## BEGIN Text excerpt

The Burgh Roman fort is located on the east bank of the River Waveney in Norfolk, England.
Built sometime after AD 260, the Burgh Castle fort lies on a raised tongue of land on the eastern edge of the Norfolk Broads, beside the south shore of the Breydon Water, just west of the modern seaside town of Great Yarmouth. Its flint and tile walls enclose an area of almost 6 acres (2.4 ha) and still survive to a height of 4 metres on all sides bar the west, which has been lost to erosion by the river. The east-west dimension is a fairly uniform 330 ft. (c.100 m) within the ramparts, and although the east and west sides abut the northern side at right-angles, the east side is some 50 ft. (c.15 m) shorter than the west, which measures around 660 ft (c.200 m) in length, thus the south-east angle is decidedly obtuse, the south-west likewise acute.
It was probably a Saxon Shore fort and called Gariannonum, Gariannum or Gariannvm, although it could also have meant the Roman fort at Caister-on-Sea.
The Defences of Burgh Roman Fort
Walls of Burgh Roman Fort
The Walls surround an area about 2.4 hectares 6 acres in extent. It is a quadrilateral whose longer sides are parallel, while the shorter sides are not ; the west or longest side has been destroyed by the river, but its foundations have been located. The walls of the fort were around 3.5 metres (11 ft) wide at the base and taper to 1.5 metres (5 ft) at their full height of around 4.5 metres (15 ft).
The walls were faced with flint, with triple bonding-courses of tile; there may have been an earth bank behind them.
Over the centuries the walls have been plundered for building material, exposing the mortared flint rubble core, but they were originally faced inside and out with cut flint and tile in alternating bands. A well-preserved stretch of this facing survives along the outside of the south wall.

## END Text excerpt
## BEGIN Items

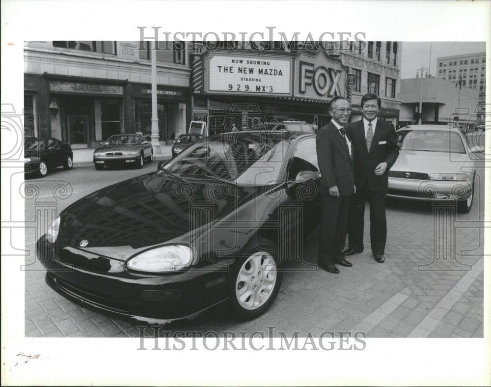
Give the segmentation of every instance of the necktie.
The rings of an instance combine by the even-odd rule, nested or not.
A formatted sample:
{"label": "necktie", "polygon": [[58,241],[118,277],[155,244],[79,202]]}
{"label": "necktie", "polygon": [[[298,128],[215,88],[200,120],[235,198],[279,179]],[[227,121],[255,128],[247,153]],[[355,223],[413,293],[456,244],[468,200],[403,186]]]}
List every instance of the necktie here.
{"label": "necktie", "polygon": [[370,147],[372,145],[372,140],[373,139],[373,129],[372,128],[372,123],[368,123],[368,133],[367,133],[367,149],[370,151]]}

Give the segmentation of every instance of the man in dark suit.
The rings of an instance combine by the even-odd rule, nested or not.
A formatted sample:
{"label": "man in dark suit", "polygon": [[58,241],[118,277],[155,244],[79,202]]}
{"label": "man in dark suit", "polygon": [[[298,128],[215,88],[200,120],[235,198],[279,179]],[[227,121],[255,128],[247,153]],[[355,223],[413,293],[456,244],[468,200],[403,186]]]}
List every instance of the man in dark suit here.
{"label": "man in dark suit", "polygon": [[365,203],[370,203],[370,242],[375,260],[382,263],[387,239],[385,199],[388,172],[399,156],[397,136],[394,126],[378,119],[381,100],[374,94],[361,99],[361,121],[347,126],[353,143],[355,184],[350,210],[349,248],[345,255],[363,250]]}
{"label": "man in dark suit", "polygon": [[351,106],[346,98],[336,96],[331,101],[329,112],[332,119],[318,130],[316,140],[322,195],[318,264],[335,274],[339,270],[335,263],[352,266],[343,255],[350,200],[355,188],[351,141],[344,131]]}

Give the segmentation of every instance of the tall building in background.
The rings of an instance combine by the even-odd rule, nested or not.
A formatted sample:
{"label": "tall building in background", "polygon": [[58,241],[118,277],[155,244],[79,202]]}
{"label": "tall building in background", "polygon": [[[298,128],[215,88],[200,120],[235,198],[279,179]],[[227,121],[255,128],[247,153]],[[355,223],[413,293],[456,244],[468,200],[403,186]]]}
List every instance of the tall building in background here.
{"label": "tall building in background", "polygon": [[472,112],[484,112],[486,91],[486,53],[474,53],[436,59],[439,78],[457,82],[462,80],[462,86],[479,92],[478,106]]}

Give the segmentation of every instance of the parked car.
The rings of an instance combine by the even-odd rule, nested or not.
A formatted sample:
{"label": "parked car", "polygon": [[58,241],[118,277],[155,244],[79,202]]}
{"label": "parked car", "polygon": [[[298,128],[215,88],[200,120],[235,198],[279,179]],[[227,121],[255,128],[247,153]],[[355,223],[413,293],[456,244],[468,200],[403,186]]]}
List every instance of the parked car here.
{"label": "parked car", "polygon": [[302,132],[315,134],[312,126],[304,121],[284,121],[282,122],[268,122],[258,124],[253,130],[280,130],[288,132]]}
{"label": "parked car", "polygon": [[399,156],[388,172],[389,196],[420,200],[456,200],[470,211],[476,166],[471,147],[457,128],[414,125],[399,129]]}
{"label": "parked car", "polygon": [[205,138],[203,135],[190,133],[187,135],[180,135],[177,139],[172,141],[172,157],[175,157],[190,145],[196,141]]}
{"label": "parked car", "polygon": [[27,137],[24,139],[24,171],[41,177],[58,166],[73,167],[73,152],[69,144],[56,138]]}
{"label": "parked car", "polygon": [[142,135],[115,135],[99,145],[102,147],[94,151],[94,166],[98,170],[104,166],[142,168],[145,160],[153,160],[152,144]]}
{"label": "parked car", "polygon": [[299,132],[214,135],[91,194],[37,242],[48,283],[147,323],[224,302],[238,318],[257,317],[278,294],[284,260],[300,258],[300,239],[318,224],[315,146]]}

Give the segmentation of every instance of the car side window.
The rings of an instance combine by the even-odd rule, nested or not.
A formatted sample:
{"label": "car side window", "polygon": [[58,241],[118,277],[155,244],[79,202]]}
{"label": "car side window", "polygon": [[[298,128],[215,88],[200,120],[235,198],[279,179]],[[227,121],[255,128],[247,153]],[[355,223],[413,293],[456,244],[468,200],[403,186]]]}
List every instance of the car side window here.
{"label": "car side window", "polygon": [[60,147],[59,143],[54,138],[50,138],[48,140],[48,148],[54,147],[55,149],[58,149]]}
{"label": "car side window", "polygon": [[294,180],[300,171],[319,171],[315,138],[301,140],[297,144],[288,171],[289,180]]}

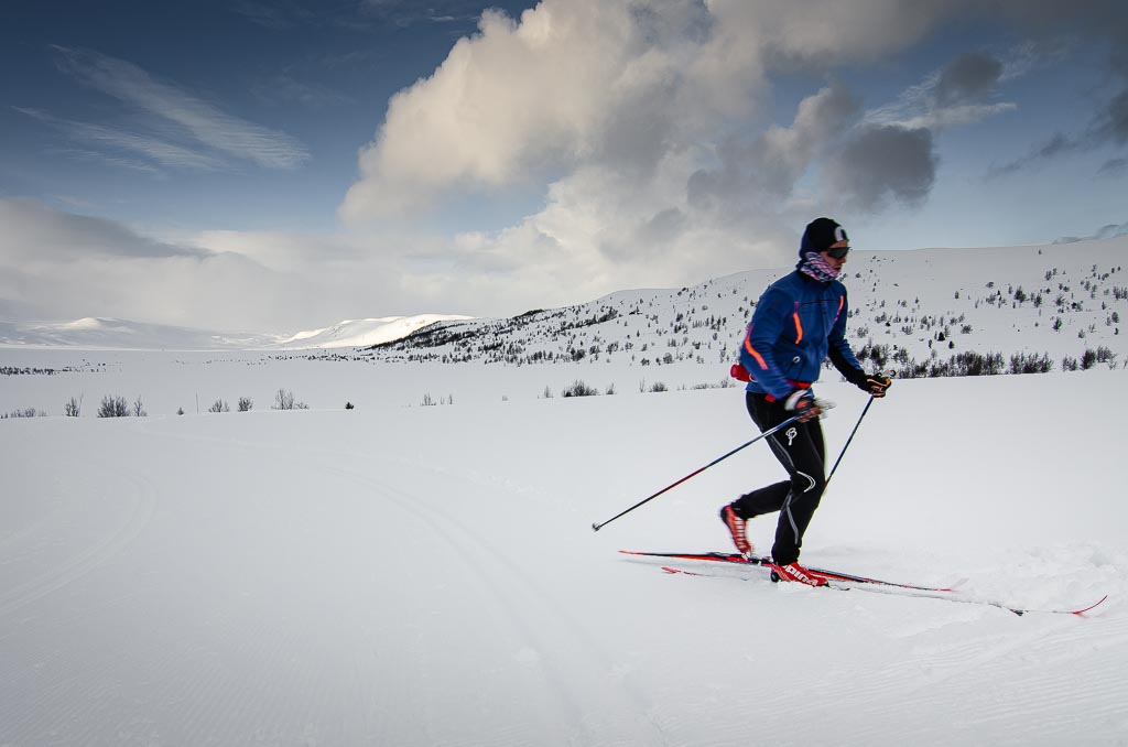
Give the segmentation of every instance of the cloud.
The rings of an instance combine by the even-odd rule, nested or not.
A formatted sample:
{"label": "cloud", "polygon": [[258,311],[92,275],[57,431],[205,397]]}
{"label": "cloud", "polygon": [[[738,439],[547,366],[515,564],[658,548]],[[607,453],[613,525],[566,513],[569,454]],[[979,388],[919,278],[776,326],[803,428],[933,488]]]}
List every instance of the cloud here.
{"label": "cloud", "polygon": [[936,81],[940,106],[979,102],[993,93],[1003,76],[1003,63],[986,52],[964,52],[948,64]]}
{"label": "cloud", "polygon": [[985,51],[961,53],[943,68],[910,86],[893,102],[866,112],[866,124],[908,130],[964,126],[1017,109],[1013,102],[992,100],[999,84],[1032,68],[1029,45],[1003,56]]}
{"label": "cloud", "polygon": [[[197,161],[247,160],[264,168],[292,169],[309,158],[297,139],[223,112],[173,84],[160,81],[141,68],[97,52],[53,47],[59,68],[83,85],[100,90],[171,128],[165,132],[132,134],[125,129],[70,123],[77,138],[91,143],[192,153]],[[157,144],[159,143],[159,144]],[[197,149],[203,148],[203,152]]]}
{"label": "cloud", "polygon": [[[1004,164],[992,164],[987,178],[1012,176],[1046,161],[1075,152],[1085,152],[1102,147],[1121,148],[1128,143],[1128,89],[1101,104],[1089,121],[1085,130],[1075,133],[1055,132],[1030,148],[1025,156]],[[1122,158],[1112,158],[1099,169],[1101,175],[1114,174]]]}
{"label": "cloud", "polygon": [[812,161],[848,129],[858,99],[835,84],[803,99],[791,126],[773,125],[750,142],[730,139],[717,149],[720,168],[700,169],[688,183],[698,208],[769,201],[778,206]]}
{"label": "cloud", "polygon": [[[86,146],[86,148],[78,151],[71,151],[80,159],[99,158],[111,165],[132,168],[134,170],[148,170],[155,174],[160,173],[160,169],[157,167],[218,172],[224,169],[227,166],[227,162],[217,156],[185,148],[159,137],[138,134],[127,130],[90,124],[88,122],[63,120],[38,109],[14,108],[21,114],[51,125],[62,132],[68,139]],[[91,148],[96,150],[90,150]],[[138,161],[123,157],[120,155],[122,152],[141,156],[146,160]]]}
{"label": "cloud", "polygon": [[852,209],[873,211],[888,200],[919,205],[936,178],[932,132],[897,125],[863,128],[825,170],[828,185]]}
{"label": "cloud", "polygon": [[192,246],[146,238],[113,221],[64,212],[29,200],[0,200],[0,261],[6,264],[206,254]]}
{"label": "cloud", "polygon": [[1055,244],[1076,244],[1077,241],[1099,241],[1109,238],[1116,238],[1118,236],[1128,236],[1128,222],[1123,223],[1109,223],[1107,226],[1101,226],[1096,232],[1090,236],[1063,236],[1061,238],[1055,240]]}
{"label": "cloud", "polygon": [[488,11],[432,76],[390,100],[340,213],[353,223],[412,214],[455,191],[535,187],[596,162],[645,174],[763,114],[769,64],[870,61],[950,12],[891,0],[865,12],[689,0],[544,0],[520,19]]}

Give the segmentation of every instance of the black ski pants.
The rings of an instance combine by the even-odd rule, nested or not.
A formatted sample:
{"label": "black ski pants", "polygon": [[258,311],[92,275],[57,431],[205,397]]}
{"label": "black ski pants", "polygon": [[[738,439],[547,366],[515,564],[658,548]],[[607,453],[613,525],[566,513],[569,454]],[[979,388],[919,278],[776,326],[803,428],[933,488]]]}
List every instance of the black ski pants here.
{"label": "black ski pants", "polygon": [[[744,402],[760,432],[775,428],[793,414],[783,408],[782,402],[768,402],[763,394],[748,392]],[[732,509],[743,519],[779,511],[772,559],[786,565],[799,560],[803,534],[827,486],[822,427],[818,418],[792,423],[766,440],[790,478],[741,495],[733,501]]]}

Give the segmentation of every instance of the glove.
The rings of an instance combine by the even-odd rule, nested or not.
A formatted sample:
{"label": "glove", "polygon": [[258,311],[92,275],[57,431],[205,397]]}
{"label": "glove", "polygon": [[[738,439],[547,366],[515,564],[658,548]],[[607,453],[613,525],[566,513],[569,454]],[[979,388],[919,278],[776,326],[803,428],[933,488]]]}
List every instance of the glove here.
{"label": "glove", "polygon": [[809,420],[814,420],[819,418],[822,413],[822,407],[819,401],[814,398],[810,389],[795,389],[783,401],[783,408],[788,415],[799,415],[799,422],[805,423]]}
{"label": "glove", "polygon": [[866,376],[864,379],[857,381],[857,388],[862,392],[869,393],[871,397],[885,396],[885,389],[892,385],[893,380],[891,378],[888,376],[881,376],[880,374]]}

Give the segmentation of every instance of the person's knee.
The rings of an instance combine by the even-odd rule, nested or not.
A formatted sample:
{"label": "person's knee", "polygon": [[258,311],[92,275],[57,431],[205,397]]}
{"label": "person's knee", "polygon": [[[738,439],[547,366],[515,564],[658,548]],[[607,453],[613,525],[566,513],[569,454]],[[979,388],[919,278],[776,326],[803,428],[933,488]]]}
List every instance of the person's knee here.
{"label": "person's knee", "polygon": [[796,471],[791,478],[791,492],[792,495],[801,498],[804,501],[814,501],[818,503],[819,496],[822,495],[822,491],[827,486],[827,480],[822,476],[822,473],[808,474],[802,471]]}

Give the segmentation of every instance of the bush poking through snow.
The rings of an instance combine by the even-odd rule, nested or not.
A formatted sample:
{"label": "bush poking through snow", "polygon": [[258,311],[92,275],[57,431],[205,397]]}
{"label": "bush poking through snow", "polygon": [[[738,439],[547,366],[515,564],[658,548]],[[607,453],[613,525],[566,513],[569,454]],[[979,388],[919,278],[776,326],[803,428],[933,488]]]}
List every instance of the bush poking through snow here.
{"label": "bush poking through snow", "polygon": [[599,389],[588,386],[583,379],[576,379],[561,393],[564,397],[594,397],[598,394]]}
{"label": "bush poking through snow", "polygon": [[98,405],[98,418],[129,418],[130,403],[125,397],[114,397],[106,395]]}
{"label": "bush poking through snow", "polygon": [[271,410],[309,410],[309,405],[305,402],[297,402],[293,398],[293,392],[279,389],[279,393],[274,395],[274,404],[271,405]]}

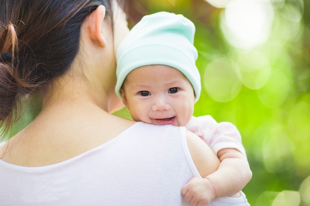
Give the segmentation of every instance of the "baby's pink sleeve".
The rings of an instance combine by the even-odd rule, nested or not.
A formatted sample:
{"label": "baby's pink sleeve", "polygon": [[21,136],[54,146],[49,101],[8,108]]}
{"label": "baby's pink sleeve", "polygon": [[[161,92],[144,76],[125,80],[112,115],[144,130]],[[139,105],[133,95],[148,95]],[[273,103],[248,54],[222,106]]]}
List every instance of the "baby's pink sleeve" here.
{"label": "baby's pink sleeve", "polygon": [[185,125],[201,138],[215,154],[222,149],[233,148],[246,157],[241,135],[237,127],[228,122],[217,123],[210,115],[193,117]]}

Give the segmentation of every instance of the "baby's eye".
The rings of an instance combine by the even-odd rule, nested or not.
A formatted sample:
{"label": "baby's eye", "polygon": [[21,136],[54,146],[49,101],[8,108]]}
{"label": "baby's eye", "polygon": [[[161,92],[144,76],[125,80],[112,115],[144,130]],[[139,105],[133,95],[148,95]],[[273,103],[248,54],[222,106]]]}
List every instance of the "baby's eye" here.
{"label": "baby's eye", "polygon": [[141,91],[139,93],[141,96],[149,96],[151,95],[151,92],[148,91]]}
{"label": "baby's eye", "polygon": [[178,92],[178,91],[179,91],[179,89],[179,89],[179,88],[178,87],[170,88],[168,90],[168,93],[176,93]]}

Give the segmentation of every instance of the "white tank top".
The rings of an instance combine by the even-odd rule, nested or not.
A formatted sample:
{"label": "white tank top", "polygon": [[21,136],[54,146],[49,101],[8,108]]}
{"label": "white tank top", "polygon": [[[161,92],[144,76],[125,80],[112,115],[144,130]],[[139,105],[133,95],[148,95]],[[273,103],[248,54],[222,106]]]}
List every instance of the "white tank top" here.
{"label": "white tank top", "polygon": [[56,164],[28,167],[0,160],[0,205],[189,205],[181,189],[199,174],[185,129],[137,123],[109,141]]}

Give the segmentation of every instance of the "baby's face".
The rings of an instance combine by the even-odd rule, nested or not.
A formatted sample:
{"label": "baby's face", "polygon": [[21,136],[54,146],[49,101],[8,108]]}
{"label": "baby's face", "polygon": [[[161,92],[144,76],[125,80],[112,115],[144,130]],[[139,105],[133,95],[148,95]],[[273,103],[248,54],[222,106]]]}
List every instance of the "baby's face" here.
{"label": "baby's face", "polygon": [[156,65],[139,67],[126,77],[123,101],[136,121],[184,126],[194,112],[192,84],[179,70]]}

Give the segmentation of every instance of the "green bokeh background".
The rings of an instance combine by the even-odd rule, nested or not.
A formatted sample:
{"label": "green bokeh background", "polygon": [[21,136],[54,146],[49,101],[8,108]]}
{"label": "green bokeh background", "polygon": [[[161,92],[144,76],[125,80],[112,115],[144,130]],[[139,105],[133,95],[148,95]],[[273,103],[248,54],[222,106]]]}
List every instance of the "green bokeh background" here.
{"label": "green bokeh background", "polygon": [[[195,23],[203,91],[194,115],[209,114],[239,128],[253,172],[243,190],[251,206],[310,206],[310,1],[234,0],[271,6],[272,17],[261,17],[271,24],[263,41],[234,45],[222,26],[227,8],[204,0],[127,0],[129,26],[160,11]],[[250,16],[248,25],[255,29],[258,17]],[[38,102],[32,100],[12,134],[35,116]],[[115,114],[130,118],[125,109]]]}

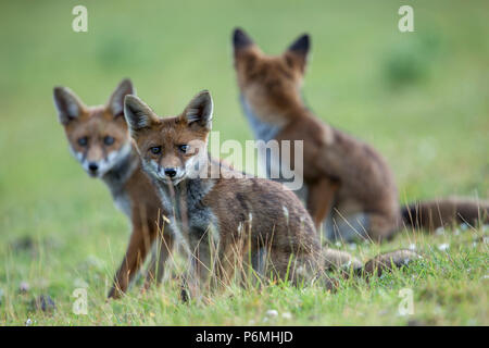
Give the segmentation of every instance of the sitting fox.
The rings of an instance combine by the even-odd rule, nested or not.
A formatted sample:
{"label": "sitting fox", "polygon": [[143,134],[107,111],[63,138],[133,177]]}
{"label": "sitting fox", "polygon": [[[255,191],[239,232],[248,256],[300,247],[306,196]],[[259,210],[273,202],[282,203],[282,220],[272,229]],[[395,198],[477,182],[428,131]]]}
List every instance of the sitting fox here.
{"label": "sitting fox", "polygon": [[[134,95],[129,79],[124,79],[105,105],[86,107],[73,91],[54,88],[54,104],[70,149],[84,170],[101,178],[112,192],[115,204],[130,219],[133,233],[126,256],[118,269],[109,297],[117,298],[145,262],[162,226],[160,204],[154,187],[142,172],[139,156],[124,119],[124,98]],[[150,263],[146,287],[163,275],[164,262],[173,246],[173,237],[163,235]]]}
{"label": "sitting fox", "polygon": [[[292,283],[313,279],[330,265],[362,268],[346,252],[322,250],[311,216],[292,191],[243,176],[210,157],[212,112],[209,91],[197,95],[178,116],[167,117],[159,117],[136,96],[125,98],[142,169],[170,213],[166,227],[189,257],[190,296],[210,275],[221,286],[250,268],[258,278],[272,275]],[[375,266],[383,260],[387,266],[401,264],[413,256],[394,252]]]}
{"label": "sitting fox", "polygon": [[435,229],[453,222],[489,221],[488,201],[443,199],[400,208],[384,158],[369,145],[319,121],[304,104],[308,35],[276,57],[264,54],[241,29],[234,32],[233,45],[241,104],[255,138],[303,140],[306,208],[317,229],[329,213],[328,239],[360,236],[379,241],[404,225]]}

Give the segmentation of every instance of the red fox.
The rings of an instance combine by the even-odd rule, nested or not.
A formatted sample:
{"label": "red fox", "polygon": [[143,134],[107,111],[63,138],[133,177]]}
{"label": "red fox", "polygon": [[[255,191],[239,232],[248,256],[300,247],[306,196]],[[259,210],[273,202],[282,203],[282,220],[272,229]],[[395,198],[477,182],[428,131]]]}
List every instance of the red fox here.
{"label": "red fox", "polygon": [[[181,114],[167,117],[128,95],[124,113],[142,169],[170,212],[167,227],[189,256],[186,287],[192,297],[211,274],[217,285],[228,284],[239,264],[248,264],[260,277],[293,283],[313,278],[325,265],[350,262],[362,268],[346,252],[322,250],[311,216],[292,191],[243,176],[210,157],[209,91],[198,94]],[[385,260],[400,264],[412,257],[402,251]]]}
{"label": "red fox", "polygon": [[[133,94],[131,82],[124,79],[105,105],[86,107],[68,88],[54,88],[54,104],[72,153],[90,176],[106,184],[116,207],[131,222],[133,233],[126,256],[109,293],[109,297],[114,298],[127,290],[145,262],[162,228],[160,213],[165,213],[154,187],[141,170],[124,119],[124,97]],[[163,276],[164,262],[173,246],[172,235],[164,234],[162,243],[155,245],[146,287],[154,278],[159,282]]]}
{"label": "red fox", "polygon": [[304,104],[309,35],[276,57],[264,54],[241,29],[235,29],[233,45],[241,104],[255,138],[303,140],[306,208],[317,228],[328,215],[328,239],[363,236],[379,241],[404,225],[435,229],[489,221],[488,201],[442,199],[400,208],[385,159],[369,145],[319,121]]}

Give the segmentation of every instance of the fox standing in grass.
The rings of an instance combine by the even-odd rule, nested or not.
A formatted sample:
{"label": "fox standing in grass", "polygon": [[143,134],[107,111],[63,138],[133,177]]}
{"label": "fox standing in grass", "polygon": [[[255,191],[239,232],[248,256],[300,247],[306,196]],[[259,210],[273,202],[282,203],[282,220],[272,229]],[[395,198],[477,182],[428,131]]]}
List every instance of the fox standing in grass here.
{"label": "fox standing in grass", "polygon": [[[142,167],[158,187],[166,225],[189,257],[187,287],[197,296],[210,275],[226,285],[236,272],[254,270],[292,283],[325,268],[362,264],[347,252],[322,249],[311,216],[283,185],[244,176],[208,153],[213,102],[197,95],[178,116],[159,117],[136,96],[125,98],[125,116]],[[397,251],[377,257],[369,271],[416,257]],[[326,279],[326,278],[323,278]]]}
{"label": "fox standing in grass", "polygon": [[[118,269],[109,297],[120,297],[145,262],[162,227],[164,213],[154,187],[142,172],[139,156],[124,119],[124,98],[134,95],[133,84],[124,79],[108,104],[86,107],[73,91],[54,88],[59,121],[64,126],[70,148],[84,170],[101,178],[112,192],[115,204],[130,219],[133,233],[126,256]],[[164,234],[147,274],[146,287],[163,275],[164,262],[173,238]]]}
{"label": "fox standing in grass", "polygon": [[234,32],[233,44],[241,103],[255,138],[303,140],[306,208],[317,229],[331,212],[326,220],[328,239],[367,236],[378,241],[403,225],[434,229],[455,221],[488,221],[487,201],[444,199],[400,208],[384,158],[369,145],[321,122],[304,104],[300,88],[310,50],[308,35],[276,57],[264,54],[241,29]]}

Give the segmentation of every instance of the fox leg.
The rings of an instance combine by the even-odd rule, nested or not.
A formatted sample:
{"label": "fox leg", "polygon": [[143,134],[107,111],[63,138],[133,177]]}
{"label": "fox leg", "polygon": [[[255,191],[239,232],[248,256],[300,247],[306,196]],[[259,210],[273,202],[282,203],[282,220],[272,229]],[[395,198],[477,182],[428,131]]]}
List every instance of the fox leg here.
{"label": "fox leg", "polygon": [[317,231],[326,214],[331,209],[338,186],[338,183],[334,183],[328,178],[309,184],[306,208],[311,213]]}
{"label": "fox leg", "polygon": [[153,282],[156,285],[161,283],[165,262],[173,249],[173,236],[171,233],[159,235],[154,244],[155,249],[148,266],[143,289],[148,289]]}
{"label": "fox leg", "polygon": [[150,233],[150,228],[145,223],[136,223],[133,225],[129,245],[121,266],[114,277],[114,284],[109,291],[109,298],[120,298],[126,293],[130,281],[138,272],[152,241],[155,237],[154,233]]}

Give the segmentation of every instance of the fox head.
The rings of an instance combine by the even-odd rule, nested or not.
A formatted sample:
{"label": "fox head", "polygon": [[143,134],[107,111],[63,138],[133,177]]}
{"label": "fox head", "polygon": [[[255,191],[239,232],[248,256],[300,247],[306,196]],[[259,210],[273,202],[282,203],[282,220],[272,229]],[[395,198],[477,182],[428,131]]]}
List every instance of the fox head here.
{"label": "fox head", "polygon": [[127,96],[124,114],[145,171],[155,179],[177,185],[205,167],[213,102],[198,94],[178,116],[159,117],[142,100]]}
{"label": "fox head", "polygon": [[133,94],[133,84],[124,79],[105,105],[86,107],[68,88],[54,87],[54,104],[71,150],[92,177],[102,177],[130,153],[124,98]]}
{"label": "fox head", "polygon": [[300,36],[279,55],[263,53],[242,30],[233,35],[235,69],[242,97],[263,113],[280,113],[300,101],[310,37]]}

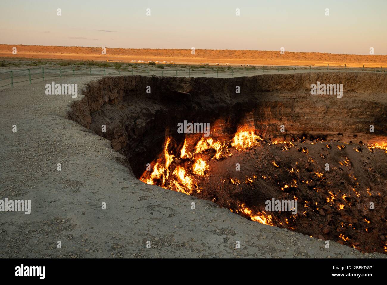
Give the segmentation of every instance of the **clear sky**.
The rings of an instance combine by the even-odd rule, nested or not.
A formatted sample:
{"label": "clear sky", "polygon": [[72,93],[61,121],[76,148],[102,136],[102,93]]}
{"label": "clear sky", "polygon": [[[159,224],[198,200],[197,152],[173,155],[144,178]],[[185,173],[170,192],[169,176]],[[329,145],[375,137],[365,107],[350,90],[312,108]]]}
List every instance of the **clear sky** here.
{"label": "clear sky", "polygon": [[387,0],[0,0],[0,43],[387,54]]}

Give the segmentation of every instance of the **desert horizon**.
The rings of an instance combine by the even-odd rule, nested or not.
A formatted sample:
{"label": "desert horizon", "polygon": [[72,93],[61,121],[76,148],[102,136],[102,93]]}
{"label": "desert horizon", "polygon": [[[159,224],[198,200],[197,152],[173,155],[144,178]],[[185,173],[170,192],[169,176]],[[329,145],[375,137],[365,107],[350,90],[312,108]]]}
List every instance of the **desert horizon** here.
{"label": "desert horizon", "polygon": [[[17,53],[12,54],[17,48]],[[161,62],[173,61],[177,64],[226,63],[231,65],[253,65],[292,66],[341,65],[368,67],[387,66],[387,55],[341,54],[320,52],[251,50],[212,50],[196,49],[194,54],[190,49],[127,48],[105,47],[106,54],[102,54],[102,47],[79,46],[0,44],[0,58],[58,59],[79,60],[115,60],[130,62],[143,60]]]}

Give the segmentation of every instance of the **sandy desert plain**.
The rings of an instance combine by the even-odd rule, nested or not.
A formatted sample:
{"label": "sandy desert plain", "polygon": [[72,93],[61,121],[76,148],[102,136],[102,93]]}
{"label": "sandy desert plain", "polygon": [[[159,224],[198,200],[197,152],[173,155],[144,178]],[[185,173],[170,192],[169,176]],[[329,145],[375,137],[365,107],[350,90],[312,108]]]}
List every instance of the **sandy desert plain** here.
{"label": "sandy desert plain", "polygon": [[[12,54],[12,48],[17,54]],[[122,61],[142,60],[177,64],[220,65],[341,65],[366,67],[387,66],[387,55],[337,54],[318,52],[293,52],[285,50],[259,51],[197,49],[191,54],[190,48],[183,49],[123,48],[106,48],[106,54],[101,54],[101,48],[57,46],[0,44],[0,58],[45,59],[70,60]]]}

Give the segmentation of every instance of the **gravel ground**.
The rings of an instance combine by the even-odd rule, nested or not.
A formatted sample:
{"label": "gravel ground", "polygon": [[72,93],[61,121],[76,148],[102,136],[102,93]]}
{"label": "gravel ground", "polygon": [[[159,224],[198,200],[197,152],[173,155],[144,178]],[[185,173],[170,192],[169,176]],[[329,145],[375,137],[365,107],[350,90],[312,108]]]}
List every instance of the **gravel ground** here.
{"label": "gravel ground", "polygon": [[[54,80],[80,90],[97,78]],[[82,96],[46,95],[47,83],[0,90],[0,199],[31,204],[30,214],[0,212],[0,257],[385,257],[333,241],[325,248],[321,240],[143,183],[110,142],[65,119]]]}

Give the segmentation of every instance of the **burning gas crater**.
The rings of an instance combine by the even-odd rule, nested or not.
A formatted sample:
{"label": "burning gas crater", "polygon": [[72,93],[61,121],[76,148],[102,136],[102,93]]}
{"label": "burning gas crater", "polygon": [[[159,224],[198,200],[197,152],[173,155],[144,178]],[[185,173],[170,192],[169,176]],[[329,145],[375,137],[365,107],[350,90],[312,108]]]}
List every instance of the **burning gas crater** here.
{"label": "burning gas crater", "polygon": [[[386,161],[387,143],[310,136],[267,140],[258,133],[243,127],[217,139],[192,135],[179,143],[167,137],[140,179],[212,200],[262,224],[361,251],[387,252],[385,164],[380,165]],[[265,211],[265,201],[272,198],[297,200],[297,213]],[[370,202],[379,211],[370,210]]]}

## END Items

**Actions to take:**
1. Change "quadrilateral" to "four-sided enclosure" in the Burgh Roman fort text, starting with "The Defences of" and going on through "metres (15 ft).".
2. In the Burgh Roman fort text, how wide were the fort's walls at the base?

**Per-task answers:**
1.
The Defences of Burgh Roman Fort
Walls of Burgh Roman Fort
The Walls surround an area about 2.4 hectares 6 acres in extent. It is a four-sided enclosure whose longer sides are parallel, while the shorter sides are not ; the west or longest side has been destroyed by the river, but its foundations have been located. The walls of the fort were around 3.5 metres (11 ft) wide at the base and taper to 1.5 metres (5 ft) at their full height of around 4.5 metres (15 ft).

2. Around 3.5 metres (11 ft).